Data listing
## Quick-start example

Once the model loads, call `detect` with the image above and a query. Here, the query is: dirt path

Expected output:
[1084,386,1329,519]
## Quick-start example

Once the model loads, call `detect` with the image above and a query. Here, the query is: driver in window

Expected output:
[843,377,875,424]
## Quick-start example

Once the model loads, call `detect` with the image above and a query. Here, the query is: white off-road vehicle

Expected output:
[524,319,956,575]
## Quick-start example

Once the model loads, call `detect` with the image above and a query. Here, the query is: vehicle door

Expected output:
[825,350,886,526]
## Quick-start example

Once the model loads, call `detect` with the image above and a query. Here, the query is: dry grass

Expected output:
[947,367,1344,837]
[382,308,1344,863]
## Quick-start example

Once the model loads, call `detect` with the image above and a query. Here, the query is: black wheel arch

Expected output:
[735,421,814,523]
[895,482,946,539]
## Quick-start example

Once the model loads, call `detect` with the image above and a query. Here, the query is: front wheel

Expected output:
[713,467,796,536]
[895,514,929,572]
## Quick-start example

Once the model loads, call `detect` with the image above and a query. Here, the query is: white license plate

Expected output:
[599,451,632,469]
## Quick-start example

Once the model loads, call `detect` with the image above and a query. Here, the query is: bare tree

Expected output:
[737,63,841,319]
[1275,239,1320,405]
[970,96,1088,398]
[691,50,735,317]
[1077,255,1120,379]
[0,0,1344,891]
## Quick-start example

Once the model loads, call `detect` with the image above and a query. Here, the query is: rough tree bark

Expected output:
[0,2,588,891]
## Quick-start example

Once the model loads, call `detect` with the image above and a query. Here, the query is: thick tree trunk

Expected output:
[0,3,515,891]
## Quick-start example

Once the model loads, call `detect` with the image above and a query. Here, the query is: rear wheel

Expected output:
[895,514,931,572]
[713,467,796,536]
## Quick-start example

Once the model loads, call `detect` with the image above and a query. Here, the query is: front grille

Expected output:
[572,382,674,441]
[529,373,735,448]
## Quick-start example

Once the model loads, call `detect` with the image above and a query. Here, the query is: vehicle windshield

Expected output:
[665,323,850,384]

**SHORT EXERCISE:**
Rescale the data from its first line through the line containing "[825,350,886,526]", both ends included: rewrite every one of those lines in full, and multiply each box coordinate under "Expected output:" by 2.25, rounding to whole numbers with halves rounded up. Leave every other number unchanged.

**SOLUTION TO THIS PROBLEM:**
## Quick-start example

Once the model loads, call `detect` with the image above and a query. Here, the query is: dirt path

Expected output:
[2439,869,2990,1168]
## Quick-start example

Once the model loads, call `detect` with the image above and a query. Here, the query is: driver in window

Expected output:
[1897,848,1969,954]
## Quick-start example

Once the model loads, call `detect` with the image above and a query. Here, the query is: white off-road vehicle

Expected output:
[1179,718,2151,1294]
## Quick-start example

Once the model loads, call `detect` with the image above and a query. Here, the query is: vehicle door

Expected output:
[1856,788,1994,1184]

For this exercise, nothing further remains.